* WHAT YOU WILL DO
Filter the material below and keep only the lines that contain the word "flower". Case counts, so a line matches only if the capitalization is the same.

* DATA EXTRACT
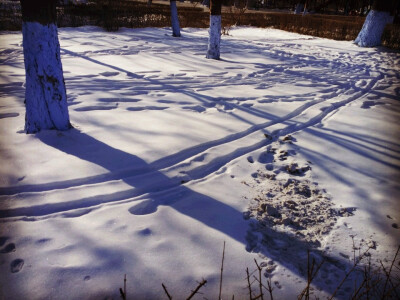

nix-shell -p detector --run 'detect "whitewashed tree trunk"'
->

* * *

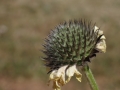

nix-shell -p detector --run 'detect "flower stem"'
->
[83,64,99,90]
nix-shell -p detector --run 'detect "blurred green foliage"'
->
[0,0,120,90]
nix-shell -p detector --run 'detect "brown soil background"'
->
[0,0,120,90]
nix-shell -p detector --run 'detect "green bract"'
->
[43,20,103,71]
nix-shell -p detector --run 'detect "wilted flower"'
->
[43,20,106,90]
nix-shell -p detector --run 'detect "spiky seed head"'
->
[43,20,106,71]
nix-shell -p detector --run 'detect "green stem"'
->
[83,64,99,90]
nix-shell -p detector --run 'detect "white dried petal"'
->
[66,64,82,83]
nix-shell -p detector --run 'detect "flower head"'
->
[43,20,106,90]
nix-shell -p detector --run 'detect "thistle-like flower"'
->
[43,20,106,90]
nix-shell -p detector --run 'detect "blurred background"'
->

* ANSWER TO THIS TASK
nix-shell -p detector --run 'detect "flower stem"'
nix-shell -p detector --run 'detect "wilted flower"'
nix-shell -p detector --run 'detect "flower head"'
nix-shell -p detector --run 'detect "thistle-like flower"'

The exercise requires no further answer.